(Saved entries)
┏━━

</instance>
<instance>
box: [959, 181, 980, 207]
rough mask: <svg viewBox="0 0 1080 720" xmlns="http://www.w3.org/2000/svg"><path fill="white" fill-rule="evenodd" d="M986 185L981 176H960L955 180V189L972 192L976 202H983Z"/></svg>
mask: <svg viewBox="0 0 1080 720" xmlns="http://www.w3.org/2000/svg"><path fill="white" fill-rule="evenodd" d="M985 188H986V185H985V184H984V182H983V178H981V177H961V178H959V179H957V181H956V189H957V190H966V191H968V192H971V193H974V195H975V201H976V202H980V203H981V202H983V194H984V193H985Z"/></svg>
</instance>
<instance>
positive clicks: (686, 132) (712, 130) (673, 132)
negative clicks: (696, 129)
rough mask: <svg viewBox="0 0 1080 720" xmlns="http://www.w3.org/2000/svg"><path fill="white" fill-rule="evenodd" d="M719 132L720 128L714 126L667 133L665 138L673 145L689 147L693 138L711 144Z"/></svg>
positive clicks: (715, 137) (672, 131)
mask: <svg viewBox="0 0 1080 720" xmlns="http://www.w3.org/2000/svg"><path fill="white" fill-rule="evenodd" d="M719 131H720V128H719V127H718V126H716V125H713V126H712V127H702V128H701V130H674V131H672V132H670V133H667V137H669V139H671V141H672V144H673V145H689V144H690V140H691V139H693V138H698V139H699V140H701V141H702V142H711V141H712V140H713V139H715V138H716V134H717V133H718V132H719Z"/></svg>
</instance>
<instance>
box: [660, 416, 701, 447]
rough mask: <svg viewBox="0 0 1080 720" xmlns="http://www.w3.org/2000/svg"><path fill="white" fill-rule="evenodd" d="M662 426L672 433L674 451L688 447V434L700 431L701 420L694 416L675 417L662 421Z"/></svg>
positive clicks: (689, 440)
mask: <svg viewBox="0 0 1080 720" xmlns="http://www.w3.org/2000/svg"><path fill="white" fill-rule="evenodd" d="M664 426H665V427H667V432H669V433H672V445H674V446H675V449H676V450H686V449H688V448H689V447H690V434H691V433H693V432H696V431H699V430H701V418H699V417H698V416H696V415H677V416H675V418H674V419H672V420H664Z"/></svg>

┗━━

Copy out only the lines running from the beginning of the data to the line with "132L720 128L714 126L667", both ends included.

</instance>
<instance>
box: [959, 181, 980, 207]
rough mask: <svg viewBox="0 0 1080 720" xmlns="http://www.w3.org/2000/svg"><path fill="white" fill-rule="evenodd" d="M986 185L981 176H960L955 180V189L972 192L976 202H983Z"/></svg>
mask: <svg viewBox="0 0 1080 720" xmlns="http://www.w3.org/2000/svg"><path fill="white" fill-rule="evenodd" d="M985 188H986V185H985V184H984V182H983V178H981V177H961V178H959V179H957V181H956V189H957V190H966V191H968V192H971V193H974V195H975V201H976V202H980V203H981V202H983V194H984V193H985Z"/></svg>
</instance>
<instance>
positive clicks: (686, 132) (712, 130) (673, 132)
negative clicks: (696, 129)
rough mask: <svg viewBox="0 0 1080 720" xmlns="http://www.w3.org/2000/svg"><path fill="white" fill-rule="evenodd" d="M719 132L720 128L714 126L667 133L665 138L673 145L689 147L693 138L711 144Z"/></svg>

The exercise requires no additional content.